#### DOCUMENT EXTRACT:
______

It is permitted to enable both ExplicitLevelImports and ImplicitStagePersistence (provided the latter appears later than the former, so it overrides the implied NoImplicitStagePersistence). This allows splice and quote imports to be used, but ImplicitStagePersistence still allows cross-stage persistence (and thus the compiler must still be pessimistically assume all modules are needed at all stages). This combination is supported to allow gradual migration of code bases following the change, and for corner cases such as programmatic code generation, where the programmer may wish to use the syntax of splice and quote imports without obliging the whole module to be level-correct.

3.1.1 Example

For example, the following is accepted under the default ImplicitStagePersistence, but will be rejected under ExplicitLevelImports (which implies NoImplicitStagePersistence):

import B (foo, bar)  -- foo :: Q Exp, bar :: Int

quoteC = [| bar |]  -- Error: bar imported at level 0 but used at level 1
spliceC = $( foo )  -- Error: foo imported at level 0 but used at level -1

However these errors can be fixed by using import modifiers:

import splice B (foo)  -- foo :: Q Exp
import quote  B (bar)  -- bar :: Int
data C = MkC

quoteC = [| bar |]  -- OK: bar is imported at level 1, and used at level 1
spliceC = $( foo )  -- OK: foo imported at level -1 and used at level -1

For definitions in the same module, GHC has the following behaviour:

baz = 3 :: Int
foo = [| 3+4 |] :: Q Exp

quoteC = [| baz |]  -- OK: implicit lifting makes baz appear at level 0
spliceC = $( foo )  -- Error: foo defined at level 0, and used at level -1

Definitions like foo, invoked in a splice, must be put in an imported module, which can be compiled in advance to executable code, so the splice $(foo) can be run.

With ExplicitLevelImports, spliceC become illegal; instead, foo must be put in another module and splice-imported as above. On the other hand, due to the implicit lifting, quoteC is elaborated to [| $(lift baz) |], which correctly places baz used at level 0.

3.2 Consequences and payoff

Using ExplicitLevelImports makes programming a little less convenient: sometimes definitions must be put in another module; and imports must be annotated with splice or quote. The payoff concerns performance, as we now describe.

Recall (Section 2.2) that a module M may be compiled at stage R (for runtime) or C (for compile time), or both. A consequence of ExplicitLevelImports is that we can decide which modules are needed at stage R and which at stage C, based only on their import declarations, as follows:

• The main module is compiled for R.

• A normal import does not shift the stage at which the dependent module is required.

• If a module M splice-imports module A, then compiling M at stage R or at stage C requires compiling module A at stage C.

• If a module N quote-imports module B, then compiling N at stage R or stage C requires compiling module B at stage R.

Being able to classify each module into stage R or stage C (or both) is extremely useful: indeed it is the main payoff of this proposal. Specifically:

• Binary sizes decrease. A module compiled at stage R must be linked into the final executable; but modules compiled only at stage C need not. Only Binary sizes decrease, because modules used only at compile time (i.e. splice-imported) need not be linked into the executable.

______

#### OBJECTIVE:
According to the text on explicit level imports, at which stage must module A be compiled when a module splice-imports it? Use only the text on explicit level imports for this.

#### DATA SECTION:
______

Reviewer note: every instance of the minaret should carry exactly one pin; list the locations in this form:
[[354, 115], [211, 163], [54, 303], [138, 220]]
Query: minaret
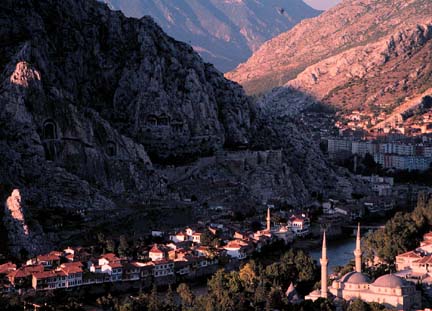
[[268, 219], [357, 251], [324, 264]]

______

#### RESPONSE:
Module A must be compiled at stage C.